Exercise directions ▸ Transcribe all of the material exactly. Any picture in it should be left out.

Record excerpts ▸
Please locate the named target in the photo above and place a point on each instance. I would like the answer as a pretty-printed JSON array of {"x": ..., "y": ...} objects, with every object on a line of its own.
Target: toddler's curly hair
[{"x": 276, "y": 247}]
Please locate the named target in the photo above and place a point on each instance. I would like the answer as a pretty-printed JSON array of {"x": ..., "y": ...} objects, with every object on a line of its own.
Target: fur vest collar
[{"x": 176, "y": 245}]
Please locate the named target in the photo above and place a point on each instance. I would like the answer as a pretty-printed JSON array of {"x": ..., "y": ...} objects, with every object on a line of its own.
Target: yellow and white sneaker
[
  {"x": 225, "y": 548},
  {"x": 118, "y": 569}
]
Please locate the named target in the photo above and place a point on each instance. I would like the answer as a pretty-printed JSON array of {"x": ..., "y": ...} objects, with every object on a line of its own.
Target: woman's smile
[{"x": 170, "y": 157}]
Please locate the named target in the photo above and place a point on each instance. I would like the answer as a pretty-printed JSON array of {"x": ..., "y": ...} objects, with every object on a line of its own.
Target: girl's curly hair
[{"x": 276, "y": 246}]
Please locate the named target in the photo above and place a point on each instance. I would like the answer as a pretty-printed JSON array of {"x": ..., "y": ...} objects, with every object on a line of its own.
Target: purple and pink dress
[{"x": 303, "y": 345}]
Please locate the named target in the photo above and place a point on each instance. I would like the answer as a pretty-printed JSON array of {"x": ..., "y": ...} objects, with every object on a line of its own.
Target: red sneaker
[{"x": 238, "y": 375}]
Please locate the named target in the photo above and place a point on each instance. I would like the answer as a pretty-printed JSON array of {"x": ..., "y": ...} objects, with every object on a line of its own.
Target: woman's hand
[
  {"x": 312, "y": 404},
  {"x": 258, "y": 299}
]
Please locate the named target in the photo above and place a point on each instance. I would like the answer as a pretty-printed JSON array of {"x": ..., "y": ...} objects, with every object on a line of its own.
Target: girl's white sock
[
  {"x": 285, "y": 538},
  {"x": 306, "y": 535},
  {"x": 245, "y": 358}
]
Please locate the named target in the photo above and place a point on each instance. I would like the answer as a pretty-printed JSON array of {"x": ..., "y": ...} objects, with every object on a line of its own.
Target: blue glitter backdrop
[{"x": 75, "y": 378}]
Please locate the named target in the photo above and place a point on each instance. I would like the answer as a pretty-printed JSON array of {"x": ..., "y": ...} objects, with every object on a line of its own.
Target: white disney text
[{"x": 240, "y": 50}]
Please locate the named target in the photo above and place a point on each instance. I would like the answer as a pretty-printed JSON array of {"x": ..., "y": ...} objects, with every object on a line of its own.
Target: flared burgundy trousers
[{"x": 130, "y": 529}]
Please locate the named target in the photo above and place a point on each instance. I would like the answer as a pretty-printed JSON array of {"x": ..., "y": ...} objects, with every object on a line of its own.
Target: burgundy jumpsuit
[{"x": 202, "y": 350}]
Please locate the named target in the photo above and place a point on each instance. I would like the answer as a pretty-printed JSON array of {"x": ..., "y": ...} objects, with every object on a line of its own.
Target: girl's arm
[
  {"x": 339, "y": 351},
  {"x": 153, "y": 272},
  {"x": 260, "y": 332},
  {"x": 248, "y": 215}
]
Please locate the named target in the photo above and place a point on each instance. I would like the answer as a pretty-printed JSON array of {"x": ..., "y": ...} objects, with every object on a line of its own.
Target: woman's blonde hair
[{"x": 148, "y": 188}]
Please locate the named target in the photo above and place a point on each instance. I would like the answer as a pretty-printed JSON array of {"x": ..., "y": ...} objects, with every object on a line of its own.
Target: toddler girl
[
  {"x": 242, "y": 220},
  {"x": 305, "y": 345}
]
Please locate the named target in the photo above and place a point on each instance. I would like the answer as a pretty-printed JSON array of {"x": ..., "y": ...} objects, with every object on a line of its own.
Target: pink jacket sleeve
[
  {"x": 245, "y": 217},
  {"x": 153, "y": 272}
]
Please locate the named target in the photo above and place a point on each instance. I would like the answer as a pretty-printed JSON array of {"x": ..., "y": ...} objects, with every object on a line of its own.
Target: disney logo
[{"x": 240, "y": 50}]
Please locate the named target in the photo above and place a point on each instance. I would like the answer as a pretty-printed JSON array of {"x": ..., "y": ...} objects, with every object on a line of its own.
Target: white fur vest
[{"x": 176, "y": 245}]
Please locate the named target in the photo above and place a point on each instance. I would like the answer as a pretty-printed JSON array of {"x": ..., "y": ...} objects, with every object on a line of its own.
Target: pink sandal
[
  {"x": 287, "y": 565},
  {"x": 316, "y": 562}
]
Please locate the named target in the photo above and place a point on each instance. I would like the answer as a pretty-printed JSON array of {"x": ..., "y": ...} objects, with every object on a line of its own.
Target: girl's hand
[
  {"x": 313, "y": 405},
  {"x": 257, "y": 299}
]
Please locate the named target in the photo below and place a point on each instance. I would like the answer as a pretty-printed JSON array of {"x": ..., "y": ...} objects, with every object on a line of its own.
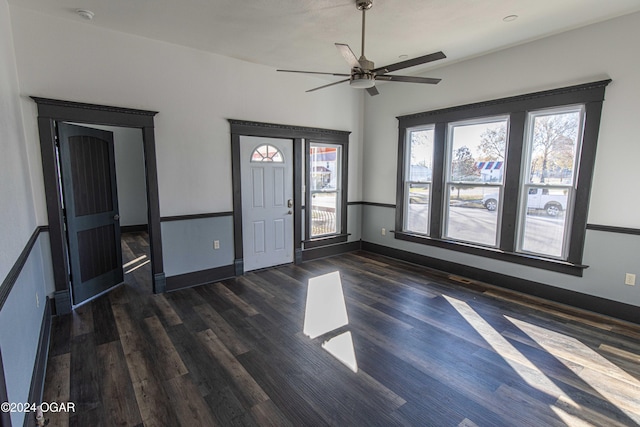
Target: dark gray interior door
[{"x": 91, "y": 209}]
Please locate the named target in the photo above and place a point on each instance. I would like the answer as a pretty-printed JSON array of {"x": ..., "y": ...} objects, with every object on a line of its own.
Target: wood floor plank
[
  {"x": 118, "y": 397},
  {"x": 57, "y": 377},
  {"x": 221, "y": 329},
  {"x": 82, "y": 320},
  {"x": 167, "y": 359},
  {"x": 251, "y": 391},
  {"x": 224, "y": 292},
  {"x": 191, "y": 409},
  {"x": 430, "y": 349},
  {"x": 169, "y": 315}
]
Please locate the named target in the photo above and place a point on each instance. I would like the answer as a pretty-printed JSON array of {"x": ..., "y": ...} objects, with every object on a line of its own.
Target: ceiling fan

In response ▸
Please locate the named target in the photo above and place a point on each instance. I would like the answer as a pretty-printed JSON array of {"x": ..., "y": ...} objects, with every object on a line of its own.
Target: toddler's curly hair
[{"x": 276, "y": 247}]
Please locate the named target in the photo above and place a point on each instance. I would like the answer as a pretty-printed JSON array of {"x": ..., "y": ...} objects, with every object on a line of its own.
Target: fur vest collar
[{"x": 176, "y": 245}]
Please locate the named target in the photo above and place a point on each instance. I would like the answer as a pretty-printed JSON array of {"x": ..., "y": ...} objects, with every object on a line of its own.
Target: yellow and white sneaker
[
  {"x": 225, "y": 548},
  {"x": 118, "y": 569}
]
Please locate the named target in the photo above and place a point on each instance. I would like the answer as a pretty-printed JSON array of {"x": ..., "y": ...} objects, with every object on a line of its own.
Target: woman's smile
[{"x": 170, "y": 157}]
Please locate the named target in the photo above and place a point on each instance. I would like the answer as a pretty-printed JSON array of {"x": ..., "y": ...} objects, with every object on a line of its own.
Target: girl's curly hair
[{"x": 276, "y": 246}]
Please locate the named target in the photo above and place a point on each instance. I would like the answer as a pretty-printed JSON array of {"x": ..., "y": ...} objects, with every object on a line of its own.
Target: purple and pink dress
[{"x": 303, "y": 345}]
Please locate the named target in the photo above and place a point on each instance. I would like the answer as a pretty-printed JSON array of {"x": ..., "y": ...} objects, with every object on a line of its own.
Target: red sneaker
[{"x": 238, "y": 375}]
Please locate the named target in the photo above and place a point on each instance. I would like the answer as a pretty-printed JSON array of {"x": ..., "y": ...} objects, with every object on a line of its own.
Target: woman's hand
[
  {"x": 312, "y": 404},
  {"x": 258, "y": 299}
]
Please locate the named target in the photo above and place a point on each instance. I would like the answer as a pretty-printed JSON array of {"x": ..., "y": ...} objects, with every object on a line of its own.
Target: girl's white sock
[
  {"x": 285, "y": 538},
  {"x": 306, "y": 535},
  {"x": 245, "y": 358}
]
Please locate the named target in the photo above and place a point on each instance. I would like the answer as a pretty-printed JSON array of {"x": ..., "y": ...} objects, with every object on a line of its own.
Target: blue glitter backdrop
[{"x": 75, "y": 378}]
Please locate the named target in the photo above and place a point on each instance. I would like the answer as a pretty-printed JSON array of {"x": ..., "y": ...} objects, with every object on a line of its own.
Target: white disney text
[{"x": 240, "y": 50}]
Please locate the named target in the photo above and place a point on each instance. I would like the answer as a pretty-printed JSON array of {"x": ..., "y": ...} objects, with every object on a line of its own.
Target: flared burgundy trousers
[{"x": 130, "y": 529}]
Please locate the named target in the photo above and place a point on each instance. I would like the answer as a pretty-printed JSON array of {"x": ..., "y": ...} objects, with every object on a line of its own.
Target: burgundy jumpsuit
[{"x": 202, "y": 350}]
Please locate the named target in the photo above and place a point on each instance. I would like the answer as a pretty-printed JSON array of {"x": ..., "y": ...} objects, with every object on a line of its own.
Target: girl's arm
[
  {"x": 339, "y": 351},
  {"x": 153, "y": 272},
  {"x": 260, "y": 332},
  {"x": 248, "y": 215}
]
Please locate the named target in the photo above and place a point on each instance. I would like the answer as a pretty-printed JSON array of {"x": ..., "y": ...} objects, with every object on a line of its own.
Target: woman's blonde hair
[{"x": 148, "y": 188}]
Please locate the named target in the photo above and place a point on each instance. I would like the answer as a pretty-printed JSON array of {"x": ..., "y": ...} objects, with every object on a line of its own.
Target: toddler girl
[
  {"x": 242, "y": 220},
  {"x": 305, "y": 345}
]
Please locate the named target in the photo above and place a point on each instance. I would like the answer as a pretty-printed JSON array of {"x": ..., "y": ...} objects, with every object on a line of its own.
Target: pink jacket sleeve
[
  {"x": 245, "y": 217},
  {"x": 153, "y": 272}
]
Please locate the named target in the photo above and place a point on each instance. I would like the answer as a pretty-printed JSON array of {"x": ..., "y": ...} objects, with every object on a line of its own.
Target: disney logo
[{"x": 240, "y": 50}]
Please locate the named target in the photo above and place a point on each instance. I would like the answer as a pretty-printed JSON array of {"x": ..., "y": ...} objects, with every object on a line of its own.
Target: white fur vest
[{"x": 176, "y": 245}]
Please locate the named target in the photo above and place a point on each instance. I would like the answer as a pretty-printed JSON array of {"x": ..., "y": ...} objects, with every object on a line of its own.
Target: pink sandal
[
  {"x": 287, "y": 565},
  {"x": 316, "y": 562}
]
Please locate the named target in the photo above and place a point on each instance. I would like the answer as a pretty-printed JSON array of {"x": ..., "y": ...} objects, with every object on a line of its own.
Target: girl's hand
[
  {"x": 313, "y": 405},
  {"x": 257, "y": 299}
]
Please locate the named target in the photo below and place a point on each instance. I would like the answer as a pretty-printed JSON array of {"x": ..., "y": ...} objects, with every object on a line of its own.
Target: dark gray interior door
[{"x": 91, "y": 209}]
Please locate the named target in the photo above and place a point on each instance. I would like the answer as a pretty-printed JSON array of {"x": ..., "y": ...} objects, with every object on a line of its own.
Target: wood floor plank
[
  {"x": 118, "y": 397},
  {"x": 57, "y": 377},
  {"x": 221, "y": 329},
  {"x": 82, "y": 320},
  {"x": 167, "y": 359},
  {"x": 251, "y": 391},
  {"x": 224, "y": 292},
  {"x": 191, "y": 409},
  {"x": 430, "y": 349},
  {"x": 169, "y": 315}
]
Please locate the named target in the photo above and place a point on each instance. I would like the answer as a pretty-printed JSON array of {"x": ..., "y": ...} objects, with every object on a line of its own.
Target: ceiling fan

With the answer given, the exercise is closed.